» Compiti assegnati:
(A) Indica se ciascuna affermazione concorda con il segmento del documento, rispondendo sì o no e citando le parole decisive: (i) La prima esecuzione si tenne a Venezia nel 1954. (ii) L'edizione corretta risale al 1956. (iii) Le percussioni richiedono quattro esecutori.
(B) Elenca tutte le persone nominate nel segmento del documento.
(C) Scrivi il seguito della scheda sulla composizione per violino solista e orchestra, partendo da dove termina.

» Segmento del documento:
Organico dell’orchestra
Violino solista; archi (violini i e ii, viole, violoncelli, contrabbassi), arpa, timpani e percussioni (cinque esecutori).

Edizioni
Jalni Publications, Inc., 1956 (Boosey & Hawkes, Inc.); Corrected Edition: 1988.

Dedica
«To the Beloved Memory of Serge and Natalie Koussevitzky».

Prima esecuzione assoluta
Venezia, Teatro La Fenice, 12 settembre 1954: Israel Philharmonic Orchestra sotto la direzione di Leonard Bernstein, con Isaac Stern come solista.

» Dati archiviati:
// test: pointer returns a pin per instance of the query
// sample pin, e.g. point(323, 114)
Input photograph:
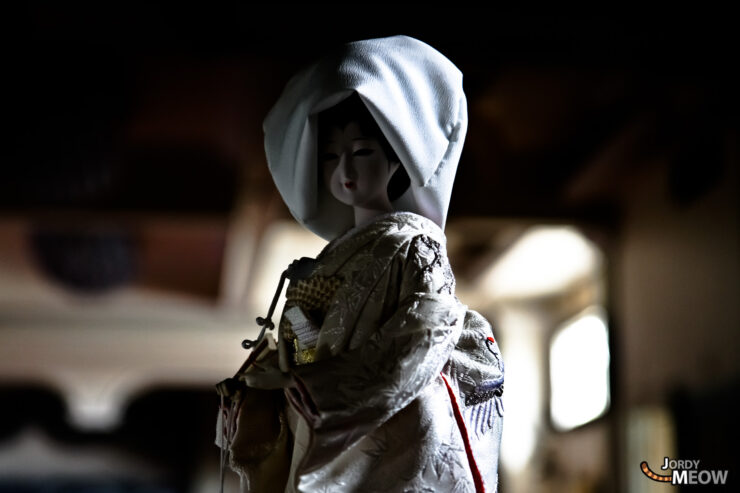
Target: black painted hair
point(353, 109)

--

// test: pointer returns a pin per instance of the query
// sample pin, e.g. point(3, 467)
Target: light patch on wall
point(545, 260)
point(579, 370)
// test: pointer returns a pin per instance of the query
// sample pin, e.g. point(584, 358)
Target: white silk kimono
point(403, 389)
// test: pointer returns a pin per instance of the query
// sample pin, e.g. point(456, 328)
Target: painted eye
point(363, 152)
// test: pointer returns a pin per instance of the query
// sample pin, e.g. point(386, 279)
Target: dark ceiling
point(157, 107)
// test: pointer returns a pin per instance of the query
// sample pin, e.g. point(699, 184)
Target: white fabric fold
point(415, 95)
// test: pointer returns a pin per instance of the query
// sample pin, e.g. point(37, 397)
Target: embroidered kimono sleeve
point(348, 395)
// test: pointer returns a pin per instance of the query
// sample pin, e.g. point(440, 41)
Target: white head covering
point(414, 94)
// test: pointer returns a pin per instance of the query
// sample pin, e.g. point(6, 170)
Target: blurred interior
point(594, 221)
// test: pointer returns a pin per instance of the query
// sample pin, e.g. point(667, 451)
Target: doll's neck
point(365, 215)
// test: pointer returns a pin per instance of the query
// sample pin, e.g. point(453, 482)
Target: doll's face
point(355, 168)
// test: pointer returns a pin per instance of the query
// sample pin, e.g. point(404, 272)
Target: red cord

» Risposte per compito:
(A)
(i) Sì: «Venezia, Teatro La Fenice, 12 settembre 1954».
(ii) No: «Corrected Edition: 1988».
(iii) No: «timpani e percussioni (cinque esecutori)».

(B) Serge Koussevitzky, Natalie Koussevitzky, Leonard Bernstein, Isaac Stern

(C)
Bibliografia
Leonard Bernstein, The Joy of Music, New York 1959;
David Ewan, Leonard Bernstein, West Philadelphia, Pennsylvania, Chilton, 1960;
John Briggs, Leonard Bernstein, Cleveland, Ohio, World Publishing Co., 1961;
Joan Peyser, Bernstein. A Biography, New York 1987; edizione aggiornata: New York, Billboard, 1998;

Leonard Bernstein – Enrico Castiglione, Una vita per la musica. Conversazioni, Roma, Edizioni Logos, 1991 (Musicalia, 1; molte ristampe successive);

Leonard Bernstein. Una traccia per la memoria. Antologia critica, a cura di Roberto Tirapelle, Verona, Cierre Edizioni, 1992 (Sequenze);

Humphrey Burton, Leonard Bernstein, New York, Doubleday, 1994;

Meryle Secrest, Leonard Bernstein. A Life, New York, Random House, 1994;

Paul Myers, Leonard Bernstein, London, Phaidon, 1998;

Barry Seldes, Leonard Bernstein. The Political Life of an American Musician, University of California Press, 2009; traduzione italiana di Francesca Cosi, Leonard Bernstein. Vita politica di un musicista americano, Torino, edt, 2011 (Biblioteca di cultura musicale. Contrappunti, 3).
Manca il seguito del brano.